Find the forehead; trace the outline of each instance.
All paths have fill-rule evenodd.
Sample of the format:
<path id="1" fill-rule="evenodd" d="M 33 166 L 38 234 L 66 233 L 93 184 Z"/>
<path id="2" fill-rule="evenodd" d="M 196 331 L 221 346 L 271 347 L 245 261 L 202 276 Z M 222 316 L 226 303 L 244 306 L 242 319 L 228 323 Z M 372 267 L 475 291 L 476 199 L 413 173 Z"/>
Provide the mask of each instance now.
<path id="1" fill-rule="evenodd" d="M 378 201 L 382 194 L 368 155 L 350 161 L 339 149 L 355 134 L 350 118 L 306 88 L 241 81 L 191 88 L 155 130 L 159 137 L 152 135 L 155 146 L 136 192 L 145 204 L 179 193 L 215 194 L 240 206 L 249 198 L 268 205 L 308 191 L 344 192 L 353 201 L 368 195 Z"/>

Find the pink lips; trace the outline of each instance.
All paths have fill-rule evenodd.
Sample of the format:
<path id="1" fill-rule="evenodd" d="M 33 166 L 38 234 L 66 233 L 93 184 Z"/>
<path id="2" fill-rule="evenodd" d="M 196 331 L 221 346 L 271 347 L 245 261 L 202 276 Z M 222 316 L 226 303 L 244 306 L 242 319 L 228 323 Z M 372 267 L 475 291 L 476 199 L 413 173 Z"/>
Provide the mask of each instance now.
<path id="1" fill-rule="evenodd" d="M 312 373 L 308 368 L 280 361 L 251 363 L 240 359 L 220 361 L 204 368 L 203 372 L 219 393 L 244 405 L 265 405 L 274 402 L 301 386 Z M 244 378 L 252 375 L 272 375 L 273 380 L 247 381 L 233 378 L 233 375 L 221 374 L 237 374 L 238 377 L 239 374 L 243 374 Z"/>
::::
» What the task asks
Give back exactly the lines from the one containing "Find the pink" to the end of the material, both ends included.

» Result
Find the pink lips; trace the outline of each instance.
All paths have fill-rule evenodd.
Sample of the format:
<path id="1" fill-rule="evenodd" d="M 33 166 L 38 234 L 66 233 L 93 184 Z"/>
<path id="2" fill-rule="evenodd" d="M 196 331 L 221 346 L 271 347 L 245 261 L 202 276 Z M 222 316 L 226 303 L 244 306 L 242 319 L 228 323 Z M 372 267 L 475 291 L 476 199 L 413 173 Z"/>
Provide the mask of each instance now.
<path id="1" fill-rule="evenodd" d="M 312 373 L 308 368 L 280 361 L 251 363 L 240 359 L 220 361 L 204 368 L 203 372 L 219 393 L 244 405 L 265 405 L 274 402 L 301 386 Z M 244 378 L 252 375 L 272 375 L 273 380 L 247 381 L 233 378 L 233 375 L 221 374 L 237 374 L 238 377 L 239 374 L 243 374 Z"/>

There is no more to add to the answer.